SOURCE DOCUMENT:
====================

Ninety per cent. of the news reels in cinemas in the Near East show Italian films, glorifying Italian military strength, and the might of the Italian Navy, with plenty of close-ups of Mussolini, registering resolution and posing as the real he-man. The British films, on the contrary, very largely consist of such episodes as "Women's lacrosse at Weston-super-Mare," or, "Glasgow's Lord Provost opens Poor Law institution." These British films cut a very poor figure alongside the Italian news reels. Then there is the Pilgrimage to Mecca. Two thousand Mohammedans from Abyssinia were sent on the Pilgrimage to Mecca, and the Italian Government paid every penny of the expenses. Pilgrims were similarly sent from Eritrea, Somaliland, Libya and Tripoli and they all returned to tell the story of how Mussolini had made it possible.

It would be idle to deny that all these clever and unscrupulous methods are having their effect. It is no use our being supine and relying on past glories to pull us through while Italy tirelessly tells the tale that we are on the run and that the British Empire will soon break up. I know personally that money has been spent in Egypt in the corruption of politicians. Now Italian agents and money are invading Arabia. Italian propaganda is busy in Saudi Arabia. Ibn Saud is being incited by Italian agents to attack the Yemen while at the same time it is stated that Italy has signed contracts to supply arms to Yemen, on condition that Italian military and civil advisers are accepted there. I should like to know whether any reports have been received from our Minister at Jedda as to that? Have any Italian agents been arrested at Aden? If these stories are true, they have to be considered in connection with the statement of the Foreign Secretary in this House recently that we would tolerate no rival Power on the Eastern shores of the Red Sea. Chiefs of important tribes in Libya have been incited to send telegrams to Mussolini, announcing "solidarity with the oppressed Arabs in Palestine." Similar messages have come from certain chiefs in Abyssinia. It should be the duty of the head of the Italian Government in accordance with the Anglo-Italian Agreement to rebuke these chiefs and say that he has no concern whatever with the affairs of Palestine. That is the reply that he ought to send, but, on the contrary, he encourages such messages.

====================

RECORD LIST:
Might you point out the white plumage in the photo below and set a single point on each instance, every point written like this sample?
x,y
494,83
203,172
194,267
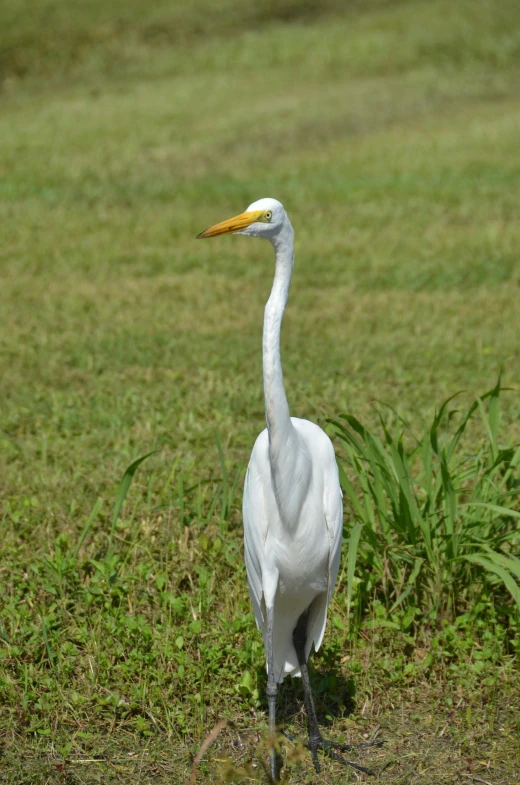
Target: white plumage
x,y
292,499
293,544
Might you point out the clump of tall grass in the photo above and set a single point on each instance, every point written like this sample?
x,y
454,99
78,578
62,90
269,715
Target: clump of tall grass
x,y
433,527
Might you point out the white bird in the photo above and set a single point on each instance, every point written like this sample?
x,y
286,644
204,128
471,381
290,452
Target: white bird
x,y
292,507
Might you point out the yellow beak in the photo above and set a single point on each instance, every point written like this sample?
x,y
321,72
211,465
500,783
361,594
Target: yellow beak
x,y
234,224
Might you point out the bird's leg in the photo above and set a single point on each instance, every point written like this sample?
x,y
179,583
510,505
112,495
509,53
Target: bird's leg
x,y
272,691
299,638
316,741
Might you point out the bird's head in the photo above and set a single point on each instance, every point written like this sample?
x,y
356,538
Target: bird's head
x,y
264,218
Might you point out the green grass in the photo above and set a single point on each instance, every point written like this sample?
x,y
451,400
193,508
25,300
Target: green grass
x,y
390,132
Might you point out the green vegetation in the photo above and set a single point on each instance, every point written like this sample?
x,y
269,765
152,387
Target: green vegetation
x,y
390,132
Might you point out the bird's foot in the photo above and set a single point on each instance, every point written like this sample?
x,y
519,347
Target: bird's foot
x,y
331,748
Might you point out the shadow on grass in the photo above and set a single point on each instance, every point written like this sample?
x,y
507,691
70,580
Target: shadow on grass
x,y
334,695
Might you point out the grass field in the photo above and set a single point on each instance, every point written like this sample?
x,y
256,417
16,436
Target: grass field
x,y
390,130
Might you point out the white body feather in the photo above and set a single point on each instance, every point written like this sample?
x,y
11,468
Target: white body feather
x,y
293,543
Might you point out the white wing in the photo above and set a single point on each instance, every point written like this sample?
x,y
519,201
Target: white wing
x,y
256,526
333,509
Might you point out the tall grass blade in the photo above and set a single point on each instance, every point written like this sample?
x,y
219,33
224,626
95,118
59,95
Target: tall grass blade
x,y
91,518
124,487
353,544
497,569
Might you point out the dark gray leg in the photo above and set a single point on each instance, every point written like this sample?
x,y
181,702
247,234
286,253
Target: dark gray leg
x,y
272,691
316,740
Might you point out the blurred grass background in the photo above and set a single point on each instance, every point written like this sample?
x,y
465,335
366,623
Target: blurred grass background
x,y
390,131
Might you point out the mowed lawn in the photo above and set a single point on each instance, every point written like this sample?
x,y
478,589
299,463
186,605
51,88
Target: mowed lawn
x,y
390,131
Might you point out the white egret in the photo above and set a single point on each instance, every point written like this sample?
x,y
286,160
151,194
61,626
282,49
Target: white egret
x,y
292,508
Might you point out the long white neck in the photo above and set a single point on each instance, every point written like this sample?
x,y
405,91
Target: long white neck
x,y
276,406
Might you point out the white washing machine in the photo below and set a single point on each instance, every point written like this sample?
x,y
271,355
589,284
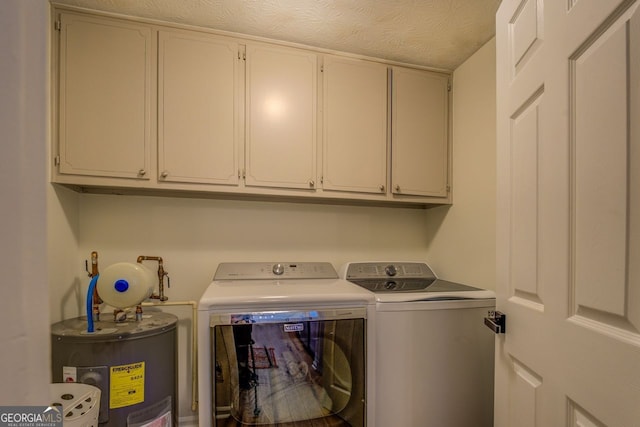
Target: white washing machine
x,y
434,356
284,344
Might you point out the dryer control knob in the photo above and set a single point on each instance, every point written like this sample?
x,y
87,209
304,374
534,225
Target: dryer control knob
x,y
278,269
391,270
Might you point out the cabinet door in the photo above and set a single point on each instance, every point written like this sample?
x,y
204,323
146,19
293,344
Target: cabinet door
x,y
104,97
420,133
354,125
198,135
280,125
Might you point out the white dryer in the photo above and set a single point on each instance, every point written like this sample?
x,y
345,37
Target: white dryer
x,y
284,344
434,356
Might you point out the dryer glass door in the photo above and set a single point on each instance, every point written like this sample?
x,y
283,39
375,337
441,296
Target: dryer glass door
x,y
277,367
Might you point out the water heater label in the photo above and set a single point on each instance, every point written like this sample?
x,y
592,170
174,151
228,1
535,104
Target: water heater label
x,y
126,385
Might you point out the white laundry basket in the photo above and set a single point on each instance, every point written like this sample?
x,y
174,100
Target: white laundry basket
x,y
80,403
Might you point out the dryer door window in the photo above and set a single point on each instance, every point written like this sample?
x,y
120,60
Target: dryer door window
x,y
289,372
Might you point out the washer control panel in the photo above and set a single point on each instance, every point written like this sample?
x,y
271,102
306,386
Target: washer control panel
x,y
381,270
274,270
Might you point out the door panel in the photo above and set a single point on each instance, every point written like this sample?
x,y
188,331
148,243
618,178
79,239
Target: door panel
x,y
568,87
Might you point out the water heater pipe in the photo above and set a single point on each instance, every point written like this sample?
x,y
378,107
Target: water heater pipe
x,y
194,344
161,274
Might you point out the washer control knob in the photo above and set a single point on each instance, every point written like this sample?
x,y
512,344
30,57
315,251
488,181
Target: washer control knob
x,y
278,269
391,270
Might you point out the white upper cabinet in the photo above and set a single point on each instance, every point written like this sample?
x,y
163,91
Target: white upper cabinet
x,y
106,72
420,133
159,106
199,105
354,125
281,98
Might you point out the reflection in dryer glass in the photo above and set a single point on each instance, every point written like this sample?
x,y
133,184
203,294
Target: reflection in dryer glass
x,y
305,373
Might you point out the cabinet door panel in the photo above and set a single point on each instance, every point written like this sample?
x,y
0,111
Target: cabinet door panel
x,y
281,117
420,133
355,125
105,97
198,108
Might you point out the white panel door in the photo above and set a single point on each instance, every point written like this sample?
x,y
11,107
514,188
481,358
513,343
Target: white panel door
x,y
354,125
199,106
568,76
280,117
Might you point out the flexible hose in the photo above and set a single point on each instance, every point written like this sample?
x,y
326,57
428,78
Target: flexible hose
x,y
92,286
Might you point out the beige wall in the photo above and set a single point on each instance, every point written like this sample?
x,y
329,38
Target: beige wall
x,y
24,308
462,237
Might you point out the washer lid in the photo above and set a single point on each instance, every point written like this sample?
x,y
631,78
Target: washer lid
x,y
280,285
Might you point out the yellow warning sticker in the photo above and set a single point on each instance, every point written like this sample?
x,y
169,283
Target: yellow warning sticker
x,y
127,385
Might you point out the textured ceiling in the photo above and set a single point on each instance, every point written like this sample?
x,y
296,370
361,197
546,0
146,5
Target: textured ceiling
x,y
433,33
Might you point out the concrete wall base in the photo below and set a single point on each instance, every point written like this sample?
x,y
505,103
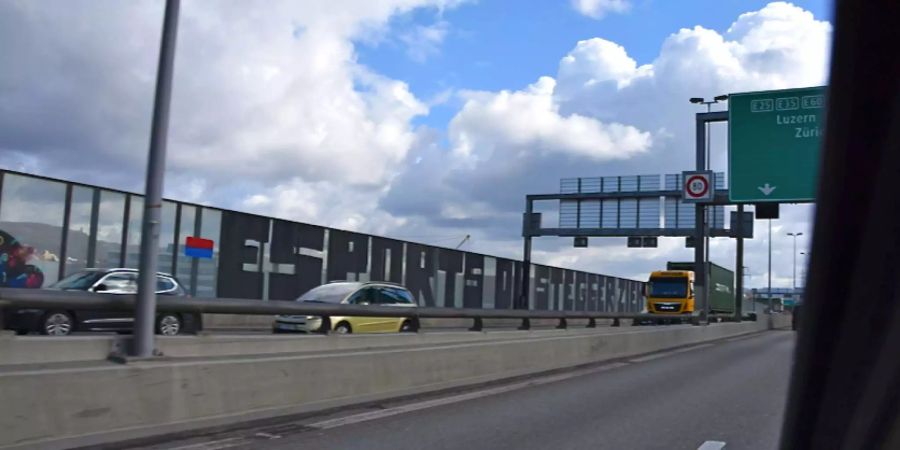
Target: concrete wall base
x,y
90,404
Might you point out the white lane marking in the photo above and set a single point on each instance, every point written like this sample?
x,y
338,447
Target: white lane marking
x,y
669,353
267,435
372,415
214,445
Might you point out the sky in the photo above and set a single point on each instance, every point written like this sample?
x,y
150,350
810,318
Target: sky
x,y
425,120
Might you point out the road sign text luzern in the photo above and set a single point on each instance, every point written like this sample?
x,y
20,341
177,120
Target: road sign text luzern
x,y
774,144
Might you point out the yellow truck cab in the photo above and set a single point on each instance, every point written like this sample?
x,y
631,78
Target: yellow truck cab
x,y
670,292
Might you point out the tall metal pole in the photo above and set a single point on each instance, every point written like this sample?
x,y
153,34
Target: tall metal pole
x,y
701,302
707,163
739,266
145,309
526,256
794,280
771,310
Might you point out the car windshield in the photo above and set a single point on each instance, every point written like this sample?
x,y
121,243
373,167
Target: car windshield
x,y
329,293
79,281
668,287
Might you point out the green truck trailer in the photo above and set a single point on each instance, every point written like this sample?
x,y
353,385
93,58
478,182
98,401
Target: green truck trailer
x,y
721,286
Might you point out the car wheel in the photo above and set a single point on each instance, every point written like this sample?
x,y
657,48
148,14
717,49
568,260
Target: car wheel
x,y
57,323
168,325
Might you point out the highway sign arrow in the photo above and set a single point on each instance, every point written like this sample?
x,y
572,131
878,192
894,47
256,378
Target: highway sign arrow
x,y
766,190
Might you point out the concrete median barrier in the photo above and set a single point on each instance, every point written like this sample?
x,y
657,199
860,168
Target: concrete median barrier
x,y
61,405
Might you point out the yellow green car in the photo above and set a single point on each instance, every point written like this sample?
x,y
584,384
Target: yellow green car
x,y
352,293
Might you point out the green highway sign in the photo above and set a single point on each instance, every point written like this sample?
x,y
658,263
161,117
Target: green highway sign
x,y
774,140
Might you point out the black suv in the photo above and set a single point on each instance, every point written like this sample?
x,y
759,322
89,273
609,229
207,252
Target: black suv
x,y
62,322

====================

REQUIRED TASK: Write a continuation of the speech about Italian propaganda in the Near East, starting right after its final sentence.

REPLY TO THE TASK:
This year we concluded an agreement with Italy, which has ironically been called a gentlemen's agreement. I have heard a gentleman's agreement defined as one in which a man who is a gentleman agrees to call the other party a gentleman, although he knows that he is not one. This agreement contains a clause binding the two parties "to promote friendly relations between the two parties." The Italian propaganda of which I complain is a flagrant breach of that clause of the agreement. No reply is possible in the Italian Press. The Press in Italy is controlled by the Ministry of Propaganda. The Ministry of Propaganda is controlled by the Italian Foreign Office. The Italian Foreign Office is controlled by Count Ciano, and Count Ciano is controlled by his father-in-law, Mussolini. Therefore, any notes to Ciano promptly go into the waste-paper basket.

I believe that some action is necessary. The Foreign Secretary in my opinion has been too prone to believe that a denial given in this House is a sufficient reply. But such denials are never read by the same people who have read or heard the original lie. The question arises, what to do? Let me say at once that I shrink from any idea of crude retaliation. We do not want radio war in the air conducted with mendacity bombs, but perhaps one line of action is to increase the supply of what I will call straight British news, and I believe also that straight contradictions of the more flagrant of these statements would be advisable. If these methods and further representations fail, then I can only say that I consider that this propaganda is most definitely what is called in international relations an unfriendly act, and the question arises whether we ought not—I do not say to sever diplomatic relations—to invite our Ambassador to go on leave and remain absent indefinitely from his post at the seat of a Government which indulges in such unfriendly acts.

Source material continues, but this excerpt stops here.